M&D Ch. 16: Cheese Worship, The Coercions of Death, the Earth as Owner

Smoke Teff smoketeff at gmail.com
Thu Feb 15 13:26:07 CST 2018


CHAPTER 16



The previous chapter offers a prolepsis to Mason telling Dixon about
Rebekah—her ghost and then Mason’s memory of her. Then it moves
forward in time to Mason’s time with Maskelyne. Then Mason leaves
again to meet up with Dixon, fulfilling the prolepsis. Very windy
chronology.



This chapter will have lots of waves, resonances, and currents.



p. 167



“Reason run amok”



This is something we might hold onto. It seems like it could be a
subtitle for the novel. The concept of amok seems to involve a strange
confluence of reason and chaos. We’ve had it suggested elsewhere that
there are certain laws of human density that tend to, beyond a certain
threshold, create chaos and violence. Where reason gets transmogrified
into amok. Is this threshold the zero point? Or…was it fallacious to
believe in un-amok reason to begin with? In this context, the “Reason
run amok” refers to the giant wheel of Gloucester cheese—perhaps the
result of “an unreflective Vicar, worshiping at the wrong Altar.” So
worship is conflated with reason? Maybe in that they are both a kind
of human magickal thinking?

Challenges:
• A. In the chapter 16 commentary, reproduce everything from "The previous chapter" down to "resonances, and currents.", substituting "flash-forward" for "prolepsis".
• B. List every person the chapter 16 commentary refers to by a personal name.
• C. Extend the chapter 16 commentary with the next part of its discussion.
The items have no role in this work.

Supplied entries:
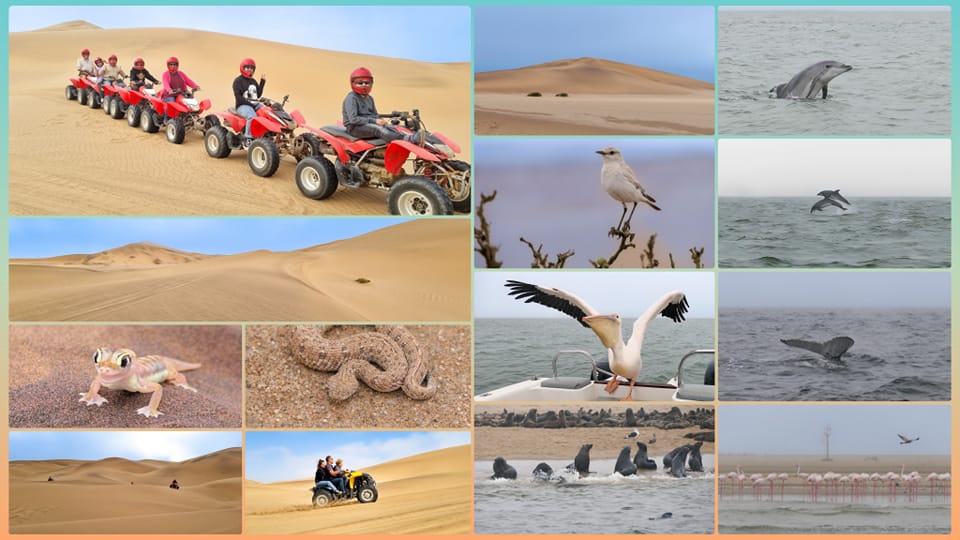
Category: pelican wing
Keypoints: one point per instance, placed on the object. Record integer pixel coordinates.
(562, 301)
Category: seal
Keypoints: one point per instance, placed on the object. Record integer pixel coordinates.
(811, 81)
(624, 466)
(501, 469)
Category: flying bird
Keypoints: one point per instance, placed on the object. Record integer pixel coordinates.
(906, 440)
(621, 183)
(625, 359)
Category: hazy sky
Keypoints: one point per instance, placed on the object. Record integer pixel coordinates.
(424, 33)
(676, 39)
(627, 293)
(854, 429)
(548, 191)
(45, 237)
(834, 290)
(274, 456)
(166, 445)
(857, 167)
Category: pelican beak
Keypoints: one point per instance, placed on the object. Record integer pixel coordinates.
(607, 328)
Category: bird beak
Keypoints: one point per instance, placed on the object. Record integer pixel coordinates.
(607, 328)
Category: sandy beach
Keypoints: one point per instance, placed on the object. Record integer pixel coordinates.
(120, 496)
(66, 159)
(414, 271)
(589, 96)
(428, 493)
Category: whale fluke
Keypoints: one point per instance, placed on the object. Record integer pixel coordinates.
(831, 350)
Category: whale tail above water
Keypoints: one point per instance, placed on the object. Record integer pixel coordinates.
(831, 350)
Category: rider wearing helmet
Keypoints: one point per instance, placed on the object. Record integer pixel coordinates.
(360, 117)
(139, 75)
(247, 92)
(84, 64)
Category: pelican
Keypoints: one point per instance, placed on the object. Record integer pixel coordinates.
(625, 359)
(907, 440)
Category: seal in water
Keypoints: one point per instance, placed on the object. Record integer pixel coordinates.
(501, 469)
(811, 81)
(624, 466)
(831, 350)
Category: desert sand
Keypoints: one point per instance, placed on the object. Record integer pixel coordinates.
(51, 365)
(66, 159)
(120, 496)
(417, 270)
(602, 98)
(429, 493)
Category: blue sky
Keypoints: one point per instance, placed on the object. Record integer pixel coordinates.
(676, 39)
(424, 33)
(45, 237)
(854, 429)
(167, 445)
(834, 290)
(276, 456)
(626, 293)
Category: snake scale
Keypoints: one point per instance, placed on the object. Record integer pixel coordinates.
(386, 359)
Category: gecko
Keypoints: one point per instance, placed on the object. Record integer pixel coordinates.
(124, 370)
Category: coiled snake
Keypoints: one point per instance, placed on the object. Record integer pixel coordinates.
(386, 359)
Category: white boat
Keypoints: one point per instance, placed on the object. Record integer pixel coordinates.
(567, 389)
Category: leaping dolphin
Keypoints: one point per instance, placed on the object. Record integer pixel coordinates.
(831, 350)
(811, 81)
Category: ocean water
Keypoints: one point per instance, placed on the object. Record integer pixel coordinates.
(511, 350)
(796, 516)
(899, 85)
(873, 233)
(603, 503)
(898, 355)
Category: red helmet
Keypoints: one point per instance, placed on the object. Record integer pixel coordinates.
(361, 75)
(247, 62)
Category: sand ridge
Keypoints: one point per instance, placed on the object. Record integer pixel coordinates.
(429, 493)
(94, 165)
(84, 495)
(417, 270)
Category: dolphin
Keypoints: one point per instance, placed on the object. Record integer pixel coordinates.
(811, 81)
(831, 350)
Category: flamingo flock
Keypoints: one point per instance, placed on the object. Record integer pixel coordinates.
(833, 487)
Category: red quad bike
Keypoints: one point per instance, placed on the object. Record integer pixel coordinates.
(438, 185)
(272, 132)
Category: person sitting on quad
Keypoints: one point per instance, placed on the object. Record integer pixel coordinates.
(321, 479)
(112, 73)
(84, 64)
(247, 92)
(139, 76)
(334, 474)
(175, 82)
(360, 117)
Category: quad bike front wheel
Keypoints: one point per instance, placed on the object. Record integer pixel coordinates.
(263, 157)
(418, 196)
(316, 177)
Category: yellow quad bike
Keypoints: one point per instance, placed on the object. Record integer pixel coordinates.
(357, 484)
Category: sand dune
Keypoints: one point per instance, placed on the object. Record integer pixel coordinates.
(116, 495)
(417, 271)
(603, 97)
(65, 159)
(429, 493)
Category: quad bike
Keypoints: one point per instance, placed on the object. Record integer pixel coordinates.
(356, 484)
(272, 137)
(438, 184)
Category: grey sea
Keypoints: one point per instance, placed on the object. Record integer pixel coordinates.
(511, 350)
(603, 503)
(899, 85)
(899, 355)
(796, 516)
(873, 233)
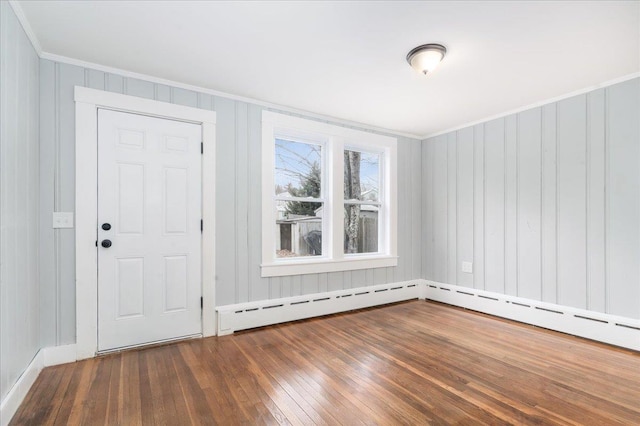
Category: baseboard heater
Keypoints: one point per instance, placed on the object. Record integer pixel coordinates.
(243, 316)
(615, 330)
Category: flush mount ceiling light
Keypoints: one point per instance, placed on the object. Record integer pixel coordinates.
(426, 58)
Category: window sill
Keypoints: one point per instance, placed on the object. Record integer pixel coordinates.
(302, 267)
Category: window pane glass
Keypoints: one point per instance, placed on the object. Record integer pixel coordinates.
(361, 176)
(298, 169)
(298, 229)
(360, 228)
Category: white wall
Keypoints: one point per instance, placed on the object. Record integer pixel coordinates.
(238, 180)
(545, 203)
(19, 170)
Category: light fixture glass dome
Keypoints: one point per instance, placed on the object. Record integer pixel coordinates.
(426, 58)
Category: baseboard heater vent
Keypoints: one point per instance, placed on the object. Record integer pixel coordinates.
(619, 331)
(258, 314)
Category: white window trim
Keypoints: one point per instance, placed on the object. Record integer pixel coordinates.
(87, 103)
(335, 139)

Task-by-task answers:
• A.
The previous chapter offers a flash-forward to Mason telling Dixon about
Rebekah—her ghost and then Mason’s memory of her. Then it moves
forward in time to Mason’s time with Maskelyne. Then Mason leaves
again to meet up with Dixon, fulfilling the flash-forward. Very windy
chronology.



This chapter will have lots of waves, resonances, and currents.

• B. Mason, Dixon, Rebekah, Maskelyne

• C.
BUT we should also note—is the whole notion of REASON itself not
similar to AMOK in that they are both consequences of a certain kind
of human arrangement and density? Did we not require the onward forces
of urbanism (with its human density) and collective intellectual
endeavor to arrive at the age of reason?



p. 168



“As gatherings of the People, in this part of England, often produc’d
gastro-spiritual Distress among the Clothiers”



Funny; also: apprehensiveness about human gatherings/density.



“Neighbor Folk of all conditions lined the route, at first, as the
great Cheese swayed and loomed into view, silently in awe,--then,
presently, as if strangely calmed by the Beams of a Luminary rising
anew above each dip in the road, calling out to the Cheese and its
conveyors, calls which after not too long became huzzahs and even
Hosannas.”



Cheese worship. Anyone catch any particular scriptural references
people here? Easy to see this part—reason/worship run amok—as being a
comic exemplar of people’s ability to engage in idolatry, or to bring
the energy of worship to just about anything.



“the majestic food product”



Food product sounds like a modern euphemism for highly processed
food—is this a joke about processed American cheese?



“She would appear, as always, in silk. Her father, Samuel Peach, was a
silk merchant of some repute, and a growing Power within the East
India Company.”



Want to track this idea about the silk==a sacred category of material
that gets some exploration throughout the novel.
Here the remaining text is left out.